Bimodal Humid Forest (AEZ 5) with plantain, cassava, banana, maize, cocoyam, sweet potatoes, cocoa, oil palm, rubber, coffee, maize, and fruits are the main crops produced. This region is made up of a vast low altitude plain (mean altitude is 650 m). It is characterized by green forest vegetation and by abundant precipitations. There are basically 2 rainy and 2 dry seasons and a mean annual temperature of 25°C. The various soil groups in this area are Ferralsols, Nitisols, Acrisols, Gleysols, Fluvisols, and Andosols [28].

2.2. Soil Sampling, Processing, and Physicochemical Analysis

In all the selected sites, 163 composite soil samples were collected with an auger from top soils (0–15 cm) of agriculturally farmed fields and fallow lands in 27 localities span in 4 AEZs in Cameroon, namely, (1) Sudano-Sahelian, (2) High Guinea Savannah, (3) Western Highlands, and (4) Humid Forest with bimodal rainfall pattern (Figure 1 and Table 1). Each composite sample was formed by bulking 15 subsamples. The previous land uses at the different sites are shown in Figure 1 and Table 1. Out of the 163 composite soil samples collected from the study sites, 62 were from localities in the Far North (AEZ 1), 46 in the North (AEZ 1), 18 in the Centre (AEZ 5), 32 in Adamawa (AEZ 2), and 5 in the West region (AEZ 3) (Table 1). These sites were chosen because food production here is still largely in the hands of smallholder farmers/groups whose cultivation practices continue to be characterized by the use of basic tools, low fertilizer inputs, limited control of plant pests and diseases, and low yield. The soil samples were air-dried and sieved through 2 mm screen to remove stones and plant debris and then sent to the Brookside Laboratories INC, New Bremen, USA, for analysis. Soil pH was determined in the ratio of 1 : 1 soil-water suspensions using a digital pH meter [30]. OM (%) was determined by loss on ignition method at 360°C [31] and ENR (lbs acre−1) which is a computed estimate of nitrogen that may be released annually through organic matter decomposition calculated based on the loss on ignition method. S (ppm), Ca (mg kg−1), Mg (mg kg−1), K (mg kg−1), Na (mg kg−1), B (mg kg−1), Fe (mg kg−1), Mn (mg kg−1), Cu (mg kg−1), Zn (mg kg−1), Al (mg kg−1), and P (mg kg−1) were determined after extraction with Mehlich-3 solution [32]. Mehlich-3 multinutrient soil extraction method was adopted in this study because it is cost-effective, less time-consuming, extracts multiple nutrients, and is being used by many regional organizations [33]. TEC (meq/100 g) was obtained by summation of the cations [34]. The base (Ca, Mg, K, and Na) saturations (%) were calculated as the percentage of soils total exchange capacity occupied by the base cation for any given sample. Available phosphorus (P) was also determined by the Bray II method [35].

Given data »
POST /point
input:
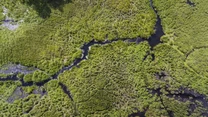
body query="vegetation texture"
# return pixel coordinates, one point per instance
(94, 58)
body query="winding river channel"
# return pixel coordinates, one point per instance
(153, 40)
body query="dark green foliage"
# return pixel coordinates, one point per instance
(117, 79)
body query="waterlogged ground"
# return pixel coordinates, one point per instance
(114, 58)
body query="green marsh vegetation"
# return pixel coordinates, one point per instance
(117, 79)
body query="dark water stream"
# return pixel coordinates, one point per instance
(153, 40)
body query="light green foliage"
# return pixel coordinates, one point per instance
(117, 79)
(198, 59)
(186, 25)
(37, 77)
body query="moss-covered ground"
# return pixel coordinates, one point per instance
(117, 79)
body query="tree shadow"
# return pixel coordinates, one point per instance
(44, 7)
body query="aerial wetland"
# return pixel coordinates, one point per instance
(103, 58)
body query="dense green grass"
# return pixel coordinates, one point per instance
(115, 80)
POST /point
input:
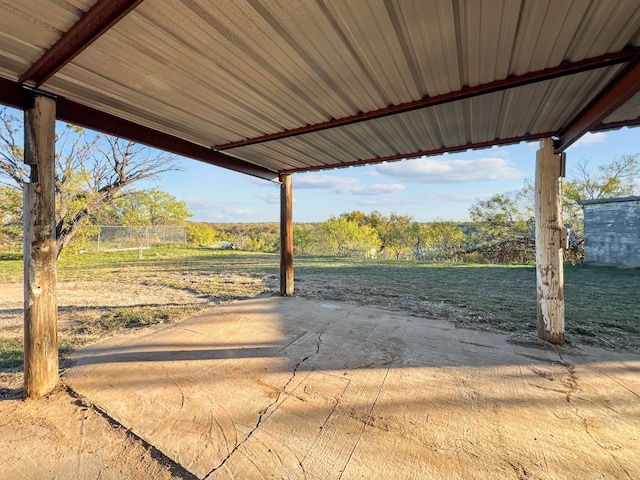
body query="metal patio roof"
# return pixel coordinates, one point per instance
(267, 87)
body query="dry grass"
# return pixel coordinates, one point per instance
(601, 303)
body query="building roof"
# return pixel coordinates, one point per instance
(267, 87)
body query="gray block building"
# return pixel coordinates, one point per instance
(612, 231)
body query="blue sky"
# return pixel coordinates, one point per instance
(428, 188)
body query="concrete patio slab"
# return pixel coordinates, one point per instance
(301, 389)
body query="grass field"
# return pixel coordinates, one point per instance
(601, 303)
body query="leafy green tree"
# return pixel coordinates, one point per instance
(144, 208)
(444, 240)
(201, 234)
(92, 171)
(347, 238)
(10, 218)
(307, 239)
(503, 231)
(616, 179)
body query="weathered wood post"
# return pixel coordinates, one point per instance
(40, 305)
(286, 236)
(549, 243)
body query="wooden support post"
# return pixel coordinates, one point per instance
(549, 247)
(40, 305)
(286, 236)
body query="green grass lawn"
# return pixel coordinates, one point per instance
(601, 303)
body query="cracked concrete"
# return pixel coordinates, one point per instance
(303, 389)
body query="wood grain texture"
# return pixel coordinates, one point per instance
(40, 304)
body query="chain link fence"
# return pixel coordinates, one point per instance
(111, 238)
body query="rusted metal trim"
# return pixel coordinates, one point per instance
(425, 153)
(84, 116)
(617, 92)
(15, 95)
(468, 92)
(12, 94)
(103, 15)
(616, 125)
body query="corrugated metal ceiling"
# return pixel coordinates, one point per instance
(212, 73)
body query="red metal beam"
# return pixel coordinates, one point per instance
(78, 114)
(103, 15)
(426, 153)
(14, 95)
(616, 125)
(617, 92)
(468, 92)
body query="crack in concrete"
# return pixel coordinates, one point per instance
(263, 416)
(573, 385)
(364, 424)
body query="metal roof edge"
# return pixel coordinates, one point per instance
(12, 94)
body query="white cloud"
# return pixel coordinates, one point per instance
(329, 182)
(591, 138)
(454, 197)
(430, 170)
(378, 189)
(345, 185)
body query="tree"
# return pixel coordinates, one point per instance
(202, 234)
(444, 240)
(503, 227)
(92, 171)
(616, 179)
(144, 208)
(347, 238)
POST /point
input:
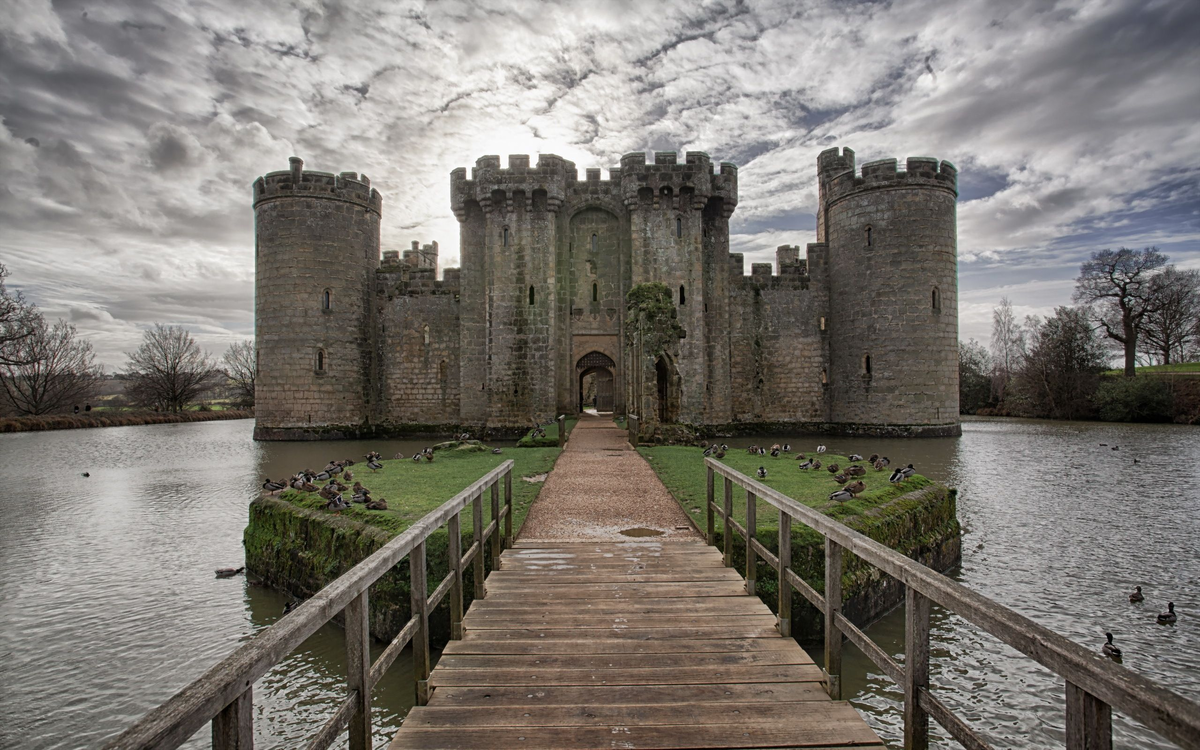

Exercises »
1) Using the Cameroon soil text, state whether each statement agrees with it, answering yes or no and quoting the deciding words: (a) Each composite sample combined 15 subsamples. (b) The air-dried samples passed through a 5 mm screen. (c) Organic matter was measured by loss on ignition at 360°C.
2) According to the Cameroon soil text, which laboratory received the soil samples for analysis, and where is it located?
3) Extend the Cameroon soil text, beginning right after its final sentence about the Bray II method.

Answer set »
1)
(a) Yes: "Each composite sample was formed by bulking 15 subsamples."
(b) No: "sieved through 2 mm screen"
(c) Yes: "OM (%) was determined by loss on ignition method at 360°C"

2) Brookside Laboratories INC, in New Bremen, USA.

3)
2.3. Data Analysis

The data were subjected to statistical analysis using Microsoft Excel 2016 and SPSS statistical package 25.0. Soil nutrients level in the samples was analyzed using descriptive statistics (means, standard deviations, minimum and maximum values, skewness, and kurtosis) and their variability assessed using coefficient of variation (CV). Less than 20% CV is regarded as low variability, between 20 and 50% CV is regarded as moderate variability, and between 50 and 100% CV is regarded as high variability. Any CV above 100% is regarded as very high variability [36]. The mean, standard deviation, skewness, kurtosis, and CV were not computed for soil nutrients with one or more measurements below the limit of quantification (for example, (S and P) < 1; B < 0.2, and Zn < 0.4 mg kg−1). The hypothesis of data normality was verified by the Shapiro–Wilk test. To compare the variability in soil parameters among the regions, nonparametric analyses were applied, using the Kruskal–Wallis and Mann–Whitney U tests to determine the significance of differences since majority of the soil properties did not have normal distributions; Box and Whisker plots were drawn, and here the measurements of the physicochemical properties below the limit of quantification were set at zero. Based on critical values of soil nutrients established for the soil nutrient extraction methods used in this study, the soil nutrients were rated very low, low, medium, high, or very high. The adequacy of these soil nutrients for the cultivation of maize (in all the sites), sorghum (in the sites examined in the Far North and North regions), and cassava (in the study sites of Adamawa and Centre regions) was assessed by comparing the soil nutrients to the critical value or range recommended for optimal maize, sorghum, and cassava growth and yield. Correlations among the soil properties were checked by Spearman’s correlation coefficient. Also measurements of soil properties less than the limits of quantification were eliminated in the calculations.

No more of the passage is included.